### Job:
Copy out every line below, starting with the one that contains "Thanks for the photo. Could you please mark the bench seat" and continuing to the end of the items, without changing anything.

===== Data rows =====

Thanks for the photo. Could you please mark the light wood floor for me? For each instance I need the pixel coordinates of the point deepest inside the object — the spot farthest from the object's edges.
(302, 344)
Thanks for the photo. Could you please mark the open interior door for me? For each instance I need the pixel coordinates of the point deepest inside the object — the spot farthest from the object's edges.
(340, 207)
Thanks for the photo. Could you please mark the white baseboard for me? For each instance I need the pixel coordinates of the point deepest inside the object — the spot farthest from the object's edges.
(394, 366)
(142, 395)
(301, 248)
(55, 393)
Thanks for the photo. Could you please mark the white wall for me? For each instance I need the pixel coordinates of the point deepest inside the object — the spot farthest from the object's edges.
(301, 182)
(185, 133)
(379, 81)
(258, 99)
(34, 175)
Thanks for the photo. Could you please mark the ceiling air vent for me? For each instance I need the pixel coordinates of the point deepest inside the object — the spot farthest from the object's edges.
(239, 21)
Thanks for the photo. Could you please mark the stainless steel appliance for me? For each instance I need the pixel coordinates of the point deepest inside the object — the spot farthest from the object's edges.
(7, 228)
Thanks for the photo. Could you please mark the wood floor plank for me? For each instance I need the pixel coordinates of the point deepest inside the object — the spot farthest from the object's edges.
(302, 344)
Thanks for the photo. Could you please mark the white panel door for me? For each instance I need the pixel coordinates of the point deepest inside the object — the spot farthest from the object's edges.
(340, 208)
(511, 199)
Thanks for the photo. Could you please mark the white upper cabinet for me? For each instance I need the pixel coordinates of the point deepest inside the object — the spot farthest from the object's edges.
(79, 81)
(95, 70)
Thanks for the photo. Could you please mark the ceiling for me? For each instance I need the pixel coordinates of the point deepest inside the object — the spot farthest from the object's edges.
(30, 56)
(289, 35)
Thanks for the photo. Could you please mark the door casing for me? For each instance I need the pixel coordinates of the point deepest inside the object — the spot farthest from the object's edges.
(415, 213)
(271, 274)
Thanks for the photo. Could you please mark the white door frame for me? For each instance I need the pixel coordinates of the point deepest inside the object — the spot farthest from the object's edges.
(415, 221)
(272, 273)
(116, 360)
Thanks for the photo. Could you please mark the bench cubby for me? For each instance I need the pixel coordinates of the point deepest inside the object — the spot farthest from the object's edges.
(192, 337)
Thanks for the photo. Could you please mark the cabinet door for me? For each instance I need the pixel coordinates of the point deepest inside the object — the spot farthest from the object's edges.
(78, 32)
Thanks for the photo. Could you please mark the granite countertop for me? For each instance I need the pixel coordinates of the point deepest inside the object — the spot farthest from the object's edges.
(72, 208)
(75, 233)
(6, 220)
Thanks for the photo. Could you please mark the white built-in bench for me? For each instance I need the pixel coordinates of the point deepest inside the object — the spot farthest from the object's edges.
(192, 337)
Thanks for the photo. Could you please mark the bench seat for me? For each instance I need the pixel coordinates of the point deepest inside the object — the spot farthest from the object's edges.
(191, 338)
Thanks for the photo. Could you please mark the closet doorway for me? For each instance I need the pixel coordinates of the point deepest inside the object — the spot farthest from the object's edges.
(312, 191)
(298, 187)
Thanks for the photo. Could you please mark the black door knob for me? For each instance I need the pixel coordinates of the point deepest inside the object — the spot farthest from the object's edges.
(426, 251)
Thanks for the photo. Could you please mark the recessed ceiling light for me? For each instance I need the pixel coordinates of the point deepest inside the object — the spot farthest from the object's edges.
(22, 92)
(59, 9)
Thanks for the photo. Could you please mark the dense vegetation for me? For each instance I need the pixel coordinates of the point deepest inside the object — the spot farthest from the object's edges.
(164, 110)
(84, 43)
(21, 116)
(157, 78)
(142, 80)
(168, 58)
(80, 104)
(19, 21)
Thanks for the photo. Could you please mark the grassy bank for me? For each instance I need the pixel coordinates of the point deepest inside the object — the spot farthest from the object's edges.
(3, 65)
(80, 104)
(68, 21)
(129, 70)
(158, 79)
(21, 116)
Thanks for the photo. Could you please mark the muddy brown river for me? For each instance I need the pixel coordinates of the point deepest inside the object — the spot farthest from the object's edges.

=====

### Task result:
Thanks for the photo. Could you please mark the bench seat for me? For each instance I need the pixel coordinates of the point deepest inside the object — the spot farthest from the object's edges.
(191, 338)
Thanks for the photo. Could you please mark the closet doorway for me? For each instance I need the pixel coordinates of the point deepest inside the object — the spot farthest from the object's edges.
(312, 191)
(298, 187)
Thanks for the photo. Could you please mark the black door knob for me? For each instance I need the pixel coordinates of the point deepest inside the object — the spot farthest from the object's edges.
(426, 251)
Thanks for the photo. Could you please mark the recessed ceiling light for me? For each instance I need the pixel coordinates of the point deepest inside the object — the spot farthest from the object's edges.
(22, 92)
(59, 9)
Thanks for the photo. Could you please mark the dense vegetation for me? For each instance I need the pixel coordinates of the point deepest inside the object — the spot farthest from the object's edges.
(164, 110)
(84, 43)
(21, 116)
(157, 78)
(142, 80)
(168, 58)
(80, 104)
(19, 21)
Thanks for the photo. Could you please mark the grassy bank for me? For each instance I need the pixel coordinates of the point deepest inside the object — the spot farthest from the object's edges.
(3, 65)
(80, 104)
(68, 21)
(129, 70)
(158, 79)
(21, 116)
Thanks for the photo. Could you please mark the muddy brown river for me? For each instance I need the pixel coordinates of the point deepest inside the object — the spot farthest from the object's edges.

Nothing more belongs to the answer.